▸ Consigne écrite a
Recopiez sans rien changer les lignes du listing ci-dessous, de celle qui contient « Locate shingle roof » jusqu'à la dernière ligne du listing, toutes deux comprises.

De fait, dés le lendemain, et alors que la fumée des tanks détruits continue d'obscurcir le ciel de Prokhorovka, Manstein est convoqué au Wolfschantze de Rastenburg, pour y apprendre de la bouche-même d'Hitler l'arrêt de l'Opération Citadelle.

D'un point de vue militaire, la décision du Führer est parfaitement logique. En une semaine de combats acharnés, la Wehrmacht n'est en effet parvenue à remplir aucun des objectifs qui lui avaient été assignés, et a de surcroît subi des pertes colossales.

La nécessité d'expédier troupes et matériels en Italie, pour contrer le débarquement anglo-américain en Sicile, et celle de constituer une ligne de défense pour affronter l'offensive soviétique déclenchée contre Orel, signifient l'arrêt de mort d'une Opération Citadelle à laquelle le Führer a cessé de croire mais qui constituait aussi son ultime espoir de réussir un "grand coup" et d'arracher une paix séparée à l'Est.

Manstein, en irréductible optimiste, croit pourtant encore en la victoire et obtient - provisoirement - l'autorisation de poursuivre l'offensive au sud du saillant.

Mais le 16 juillet, l'affaire est définitivement enterrée, et les Panzers contraints de battre en retraite jusqu'à leur ligne de départ du 5 juillet, non sans avoir dû abandonner derrière eux leurs congénères - et en particulier les Ferdinand - impossibles à remorquer ou à réparer à brève échéance...

mardi 27 octobre 2009

2424 - l'enfer de Prokhorovka

... "les décharges des canons emplissent le ciel d'un grondement immense et ininterrompu de tonnerre", écrira le général Romistrov.

"Les blindés soviétiques se précipitent à toute allure sur les avant-gardes allemandes et enfoncent leur rideau protecteur.

Les T-34 attaquent de près les Tiger, dont l'armement formidable et la cuirasse épaisse ne présentent plus d'avantage dans un combat rapproché.

Les chars des deux camps sont en étroit contact. Ils n'ont ni l'espace ni le temps de se détacher de l'adversaire pour reprendre leur formation de de combat et pour pouvoir manœuvrer.

A de si courtes distances, les obus transpercent toutes les cuirasses aussi bien frontales que latérales. L'épaisseur du blindage ne joue aucun rôle décisif, pas plus que la longueur du tube du canon. Les munitions et les réservoirs de carburant explosent souvent, projetant à une douzaine de mètres la tourelle qu'arrache la déflagration.

▸ Données extraites
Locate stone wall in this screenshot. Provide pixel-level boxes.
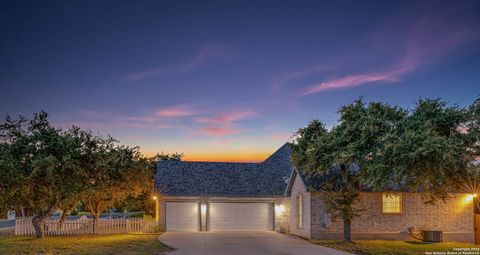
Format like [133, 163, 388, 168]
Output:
[311, 192, 474, 242]
[290, 173, 310, 238]
[274, 197, 290, 232]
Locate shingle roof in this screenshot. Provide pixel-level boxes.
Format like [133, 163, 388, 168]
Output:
[155, 143, 293, 196]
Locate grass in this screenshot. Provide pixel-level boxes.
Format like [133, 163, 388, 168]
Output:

▸ Consigne écrite b
Poursuivez le récit sur la bataille de Prokhorovka à partir de sa dernière phrase.

▸ Résultat a
Locate shingle roof in this screenshot. Provide pixel-level boxes.
Format like [133, 163, 388, 168]
Output:
[155, 143, 293, 196]
Locate grass in this screenshot. Provide pixel-level boxes.
Format like [133, 163, 388, 168]
Output:

▸ Résultat b
En même temps, des combats aériens acharnés se livrent au dessus du champ de bataille. Aviateurs soviétiques et allemands veulent secourir leurs troupes terrestres, faire pencher la balance en leur faveur. Bombardiers, chasseurs et avions d'assaut semblent ne devoir jamais quitter le ciel de Prokhorovka.

Les duels s'y succèdent sans interruption. L'épaisse fumée des chars incendiés recouvre bientôt tout le firmament. Sur une terre noire et calcinée, on les voit partout flamber comme des torches. Il est difficile de distinguer qui est l'assaillant et qui résiste..." (1)

(1) Fana de l'Aviation, HS 37, page 37

lundi 26 octobre 2009

2423 - quand le vin est tiré

... pour Manstein, l'annonce du débarquement anglo-américain en Sicile tombe assurément fort mal.

Si, dans l'immédiat, cela ne change rien à sa situation personnelle ni aux (faibles) moyens dont il dispose pour lancer son attaque sur Prokhorovka, il est néanmoins certain que le dit débarquement va, à plus ou moins brève échéance, ponctionner dangereusement les ressources déjà insuffisantes de la Werhrmacht à l'Est.

Il va aussi, et peut-être surtout, distraire l'attention d'un Hitler dont le dilettantisme stratégique n'est plus à démontrer et qui, faute d'obtenir à Koursk la victoire rapide sur laquelle il comptait, est déjà prêt à passer à autre chose.

Mais quand le vin est tiré, il faut le boire. Alors, débarquement ou non, épuisement des troupes et insuffisance des moyens ou pas, les Panzers repartent à l'assaut au petit matin du 12 juillet, dans ce qui va probablement constituer le plus grand affrontement de tanks de l'Histoire

Comme les jours précédents, les formations blindées des uns et des autres sont d'autre part survolées et soutenues par leur aviation respective, qui canonne et bombarde tout ce qui passe à portée.

Très vite, cet affrontement dégénère en une mêlée titanesque et extraordinairement confuse, où les tanks soviétiques, surclassés en matière d'armements, cherchent à tout prix le contact frontal alors que les allemands, eux, s'efforcent désespérément de les tenir à distance

Sur ce Front de quelques kilomètres carrés, les carcasses éventrées de dizaines, puis de centaines de tanks se mettent bientôt à joncher la plaine.

La contre-attaque des Soviétiques est brisée. Mais malgré les pertes énormes dans leurs propres rangs (400 chars et 6 000 hommes contre une centaine de chars et un millier de soldats côté allemand), les Soviétiques disposent encore de réserves importantes alors que les Allemands, eux, sont bel et bien au bout du rouleau...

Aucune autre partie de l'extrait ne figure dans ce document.